- [Required work]
A) Quote the CartoDB workshop notes word for word, from "Introduction to CartoDB" up to and including "Shapefiles in the EPSG 4326 projection.".
B) Continue the CartoDB workshop notes from the point where they stop.

::: Supplied passage :::

This introductory workshop was given by Ramiro Aznar on April 5, 2016 at . As taught, it was 1h 30' hours long.
  • Speaker: Ramiro Aznar · ramiroaznar@cartodb.com · @ramiroaznar
  • May 6th 2016
  • JPD16· IV Jornadas de Periodismo de Datos · Madrid

http://bit.ly/intro-cdb-jpd16

Continue to Advanced CartoDB Workhop for Data Journalists: http://bit.ly/cdb-adv-jpd16

Contents


Introduction to CartoDB Workshop for Data Journalists

1. Importing datasets

1. 1. Supported Geospatial Data Files

CartoDB supports the following geospatial data formats to upload vector data:

  • Shapefile: a shapefile has to be formed, at least, by a .shp file, a .shx file, a .prj file and a .dbf file. These files contain the geometry data, the indexes, the projection information and the attributes, respectively. Shapefiles must be imported as a single compressed file, in the .zip or .gz format. Limitations:
    • The column name cannot exceed 10 characters.
    • Date columns only support the date, not the time.
    • It is recommended to upload Shapefiles in the EPSG 4326 projection.
    • Ensure you save your Shapefile with encoding UTF-8, prior importing.
  • KML: the KML format is a XML based format which adds to it a geographical meaning by being able to define features such as points, polygons or lines in the EPSG 4326 projection.

  • KMZ: a Keyhole Markup language Zipped (KMZ) file corresponds to a compressed file, including a KML file and zero, or more, supporting files (images, icons, overlays or other elements referenced in the KML file).

  • GeoJSON: the GeoJSON format is an extension of the JavaScript Object Notation (JSON) that encodes geographical features and their metadata. More detailed information about GeoJSON format here.

  • CSV: Comma-Separated Values (or TSV, Tab-Separated Values) files can be imported to CartoDB. Limitations:
    • The first line of the CSV file must contain the name of the columns (headers).
    • The rest of the lines of the CSV file must follow the schema defined by the header column, in terms of number of columns.
    • It is recommended that string values are double-quoted ("example").
    • If the data itself contains quotes, the values must be double-quoted and the internal quotes must be escaped ("Null Island", "{""type"": ""Point"", ""coordinates"": [0,0]}").

::: Provided records :::

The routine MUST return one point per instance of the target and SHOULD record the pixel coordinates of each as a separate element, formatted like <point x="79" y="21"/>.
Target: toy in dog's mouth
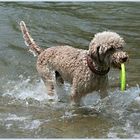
<point x="123" y="77"/>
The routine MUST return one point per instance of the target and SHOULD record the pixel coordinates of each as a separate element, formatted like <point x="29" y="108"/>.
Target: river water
<point x="24" y="108"/>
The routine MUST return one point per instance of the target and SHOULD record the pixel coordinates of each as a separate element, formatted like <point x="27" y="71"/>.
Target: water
<point x="24" y="108"/>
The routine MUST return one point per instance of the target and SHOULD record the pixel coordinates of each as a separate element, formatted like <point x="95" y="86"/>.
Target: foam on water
<point x="122" y="107"/>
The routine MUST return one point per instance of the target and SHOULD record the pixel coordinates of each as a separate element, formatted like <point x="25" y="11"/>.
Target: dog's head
<point x="106" y="48"/>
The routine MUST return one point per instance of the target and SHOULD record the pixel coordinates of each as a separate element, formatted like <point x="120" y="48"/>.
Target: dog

:::

- [Task responses]
A)
Introduction to CartoDB Workshop for Data Journalists

1. Importing datasets

1. 1. Supported Geospatial Data Files

CartoDB supports the following geospatial data formats to upload vector data:

  • Shapefile: a shapefile has to be formed, at least, by a .shp file, a .shx file, a .prj file and a .dbf file. These files contain the geometry data, the indexes, the projection information and the attributes, respectively. Shapefiles must be imported as a single compressed file, in the .zip or .gz format. Limitations:
    • The column name cannot exceed 10 characters.
    • Date columns only support the date, not the time.
    • It is recommended to upload Shapefiles in the EPSG 4326 projection.

B)
    • CSV lines must be terminated with CR/LF, or LF line terminators.
  • Spreedsheets: spreadsheets such as Excel spreadsheets, OpenDocument spreadsheets or Google Drive spreadsheets are supported by CartoDB. Limitations:
    • The first row must contain the names for each column.
    • Merged cells are not supported.
    • Graphs, charts, or other kind of elements are not supported.
  • GPX: the GPX (GPS Exchange Format) files are XML documents that contain waypoints, tracks and/or routes. When importing a GPX file, CartoDB will generate different datasets for points, tracks and waypoints. The resulting names of these datasets will be a combination of the GPX name and their type: _track_points, _tracks, and _waypoints, respectively.

  • OSM: CartoDB supports importing Open Street Map dumps (.osm files). These files are XML documents that have a osm parent element that can contain blocks of nodes, ways, or relations representing points, lines or polygons. CartoDB will automatically separate OSM dumps into different tables, depending on the geometry. Therefore, importing a single OSM file can lead to more than one resulting dataset.

*Importing different geometry types in the same layer or in a FeatureCollection element (GeoJSON) is not supported. More detailed information here.

1. 2. Common importing errors

  • Dataset too large:
    • File size limit: 150 Mb (free).
    • Import row limit: 500,000 rows (free).
    • Solution: split your dataset into smaller ones, import them into CartoDB and merge them.
  • Malformed CSV:
    • Solution: check termination lines, remove header…
  • Encoding:
    • Solution: Save with Encoding > UTF-8 with BOM in Sublime Text.
  • Shapefile missing files:
    • Missing any of the following files within the compressed file will produce an importing error:
      • .shp: contains the geometry. REQUIRED.
      • .shx: contains the shape index. REQUIRED.
      • .prj: contains the projection. REQUIRED.
      • .dbf: contains the attributes. REQUIRED.
    • Other auxiliary files such as .sbn, .sbx or .shp.xml are not REQUIRED.
    • Solution: make sure to add all required files.
  • Duplicated id fields:
    • Solution: check your dataset, remove or rename fields containing the id keyword.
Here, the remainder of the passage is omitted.